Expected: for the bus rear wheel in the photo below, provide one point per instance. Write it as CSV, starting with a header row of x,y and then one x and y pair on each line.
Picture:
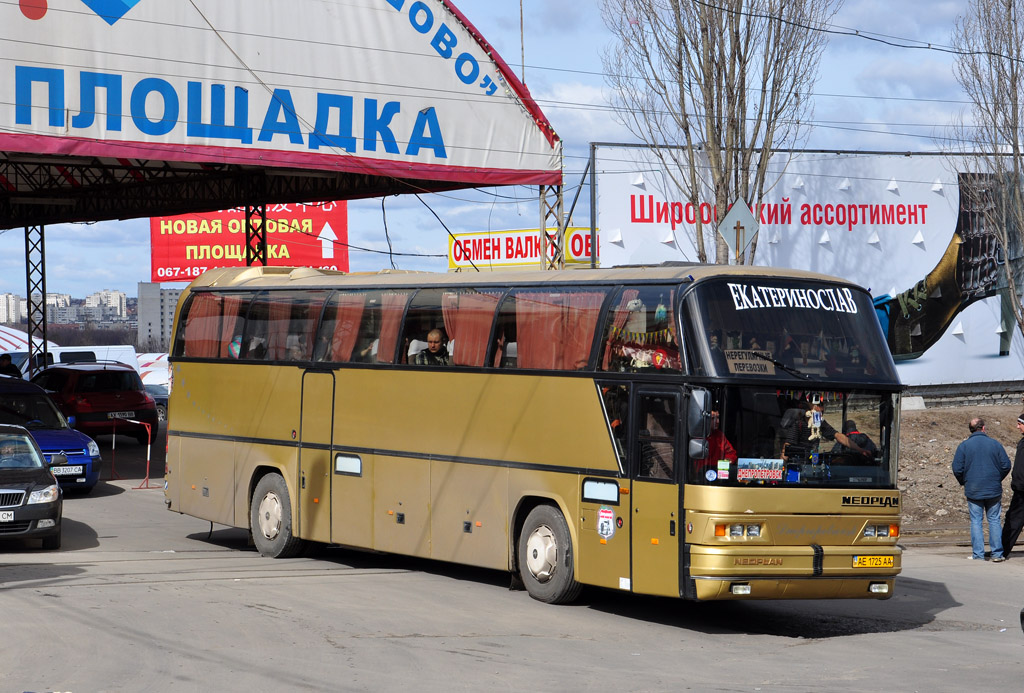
x,y
546,557
270,519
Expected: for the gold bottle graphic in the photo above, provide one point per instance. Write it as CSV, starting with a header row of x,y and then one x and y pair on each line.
x,y
968,271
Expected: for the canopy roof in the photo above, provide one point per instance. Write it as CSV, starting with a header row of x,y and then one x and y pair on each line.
x,y
123,109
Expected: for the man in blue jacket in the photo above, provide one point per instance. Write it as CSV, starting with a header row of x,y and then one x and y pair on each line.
x,y
980,465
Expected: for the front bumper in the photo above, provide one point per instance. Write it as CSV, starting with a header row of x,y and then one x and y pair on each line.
x,y
792,572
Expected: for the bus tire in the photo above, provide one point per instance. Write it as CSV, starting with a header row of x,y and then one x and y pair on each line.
x,y
270,519
546,557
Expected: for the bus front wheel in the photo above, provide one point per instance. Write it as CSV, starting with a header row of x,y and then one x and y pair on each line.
x,y
270,519
546,557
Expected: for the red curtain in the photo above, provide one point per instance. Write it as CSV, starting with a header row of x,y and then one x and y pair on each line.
x,y
556,331
346,326
580,319
233,307
279,318
392,308
467,321
203,327
538,322
616,322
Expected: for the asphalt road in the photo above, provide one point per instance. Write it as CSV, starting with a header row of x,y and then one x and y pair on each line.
x,y
144,600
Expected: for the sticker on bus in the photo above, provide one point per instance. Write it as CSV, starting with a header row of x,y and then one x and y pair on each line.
x,y
759,469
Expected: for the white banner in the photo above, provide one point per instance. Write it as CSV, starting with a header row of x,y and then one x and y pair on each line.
x,y
400,88
883,221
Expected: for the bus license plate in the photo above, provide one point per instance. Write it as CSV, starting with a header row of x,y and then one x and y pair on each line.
x,y
872,562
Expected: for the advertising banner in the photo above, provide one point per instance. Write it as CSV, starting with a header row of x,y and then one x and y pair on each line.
x,y
514,249
388,88
895,224
301,235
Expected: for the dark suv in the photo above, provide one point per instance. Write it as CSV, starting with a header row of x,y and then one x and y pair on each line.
x,y
101,397
23,403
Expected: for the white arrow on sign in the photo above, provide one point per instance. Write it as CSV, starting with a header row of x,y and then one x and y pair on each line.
x,y
327,237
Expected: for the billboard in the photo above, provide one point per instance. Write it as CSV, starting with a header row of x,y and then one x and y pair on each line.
x,y
302,235
895,224
493,250
392,88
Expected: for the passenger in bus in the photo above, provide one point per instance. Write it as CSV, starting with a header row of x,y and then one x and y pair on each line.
x,y
435,353
719,449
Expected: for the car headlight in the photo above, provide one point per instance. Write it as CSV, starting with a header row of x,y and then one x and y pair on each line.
x,y
48,494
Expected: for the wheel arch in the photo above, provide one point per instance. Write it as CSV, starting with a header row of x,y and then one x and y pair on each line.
x,y
527,503
258,473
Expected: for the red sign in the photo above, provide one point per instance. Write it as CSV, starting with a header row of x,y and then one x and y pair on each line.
x,y
297,235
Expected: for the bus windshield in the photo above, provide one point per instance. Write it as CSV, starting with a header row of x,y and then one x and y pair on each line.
x,y
799,438
786,330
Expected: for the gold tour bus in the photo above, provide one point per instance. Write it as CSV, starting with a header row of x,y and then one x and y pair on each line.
x,y
697,431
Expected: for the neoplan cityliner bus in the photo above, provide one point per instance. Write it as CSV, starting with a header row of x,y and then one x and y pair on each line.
x,y
570,438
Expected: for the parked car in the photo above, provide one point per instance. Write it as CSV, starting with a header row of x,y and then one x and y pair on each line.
x,y
31,502
101,397
159,394
27,404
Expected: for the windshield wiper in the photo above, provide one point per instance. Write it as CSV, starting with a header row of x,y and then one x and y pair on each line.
x,y
788,369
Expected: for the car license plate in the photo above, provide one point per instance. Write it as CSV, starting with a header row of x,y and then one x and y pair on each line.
x,y
872,562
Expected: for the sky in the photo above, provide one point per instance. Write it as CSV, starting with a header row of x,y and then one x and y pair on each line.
x,y
869,96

--------------------------------------------------

PROBLEM REQUIREMENTS
Set every entry down again word for word, but not the pictures.

ANSWER SECTION
Expected: for the bus rear wheel in the photo below, provide one point per instance. Write it as CSV, starting with a header row of x,y and then one x and y pair on each line.
Picture:
x,y
546,557
270,519
Expected: for the gold bottle graphic in the photo above, provide one point per instance. Write it as CSV, starting with a header row of x,y and then one x and y pair on each line.
x,y
968,271
Expected: for the canopy roof in the photo above, provide one point per instance. Write it as CSV, starting with a header row of x,y and then one x and y pair on each line.
x,y
123,109
Expected: for the man in blue jacket in the photo above, provide one point per instance. Write it as CSV, starting with a header row of x,y and then one x and y pair on each line.
x,y
980,465
Expected: for the front bumper in the photo above, provide one point per instance. Write it as CSV, starting with a header row of x,y and then one x and y pair on each line.
x,y
792,572
Expected: for the bus tire in the photo above, provide one point per instance. Write it as CSV, starting with a header row of x,y and then one x and y pair on each line.
x,y
270,519
546,557
Expected: for the bus front wheel in the photo above, provide one point per instance. Write it as CSV, starting with a header row of x,y and then one x and y pair on each line.
x,y
270,519
546,557
Expected: for the red curtain in the photo above, provide one point per instance. Write it as CSV, starting with a header row of x,y and then one x and y pair on each line.
x,y
556,331
346,326
580,319
233,307
279,318
392,308
467,321
203,327
538,322
616,322
Expected: for the asphalt road in the photo above, provide one point per instance. Write it as CSV, starting with a header row of x,y and then one x and y pair on each line.
x,y
144,600
Expected: for the sticker on bus in the photo above, provide one point per instance. Write it as CSV, starting with a header row of x,y and then one x and y pair on each line.
x,y
759,469
Expected: for the white banner in the photo above, provide one point per instance. Write it as CSV, starting with a header row of x,y and then one x and y pair on each line.
x,y
400,88
883,221
Expected: for the bus license plate in the photo above, provide one point per instance. Write it as CSV, starting with a header row of x,y and then one x and y pair on each line.
x,y
872,562
Expected: for the advertising banner in the photo above, provide one point per instance. Write it as CSV, starting with a header row of x,y and then one x and y pair on each line.
x,y
514,249
388,88
895,224
301,235
Expected: for the dark suv in the photo above, provide one point per instance. Write it as CSV, starting with a header row of x,y and then one x and y pair on each line.
x,y
101,397
23,403
Expected: for the white arrow on sign in the photo above, provide one point per instance. Write it as CSV, starting with a header row of x,y and then one x and y pair on each line.
x,y
327,237
Expected: for the billboard in the photo above, provide one point per instance. Write it as CSV, starting with a header row of x,y and then one x and y pair on each line.
x,y
302,235
895,224
493,250
392,88
Expected: for the passenger in bus in the photo above, provide one point per instance. Write it as CSV, starting with a header row of x,y and then one x and y pair on each line.
x,y
435,353
719,449
Expected: for the car headlight in the photo above, provide one point per instance. Write it as CSV, starting with a header row of x,y and then one x and y pair on each line.
x,y
48,494
Expected: for the wheel arch in the photo above, provide one point per instance. Write it as CSV, starting with a header row of x,y and then one x and y pair on each line.
x,y
527,503
258,473
Expected: for the red sign in the photo above, provide one point per instance. Write it as CSV, starting with a header row of x,y and then one x and y pair on each line.
x,y
297,235
Expected: for the bus windshield in the photo above, provide one point per instance. Write it as CSV, starting with a header row of x,y and then one x and y pair on each line.
x,y
799,438
786,330
Expected: for the gold tour bus in the photo above, provide one point per instance. Write it as CSV, starting with a header row of x,y and then one x and y pair on each line.
x,y
697,431
Expected: for the neoplan cityliner bus in the photo above, provide one point per instance. Write it as CSV, starting with a header row of x,y and then one x and y pair on each line.
x,y
570,438
Expected: for the parked car in the photo above, provide one point per instance. Write it as CSV, starting with a header row of x,y and then one x and y pair on each line.
x,y
31,502
101,397
159,394
27,404
Expected: for the windshield wiper in the photo above, provide one point per instance. Write it as CSV, starting with a header row of x,y and then one x and y pair on each line.
x,y
788,369
Expected: for the car license plate in the photo above, provide one point per instance. Write it as CSV, starting with a header row of x,y and then one x and y pair on each line.
x,y
872,562
Expected: for the sky in the photo above, provide one point per instance. Write it as CSV, starting with a header row of x,y and then one x and y pair on each line.
x,y
869,96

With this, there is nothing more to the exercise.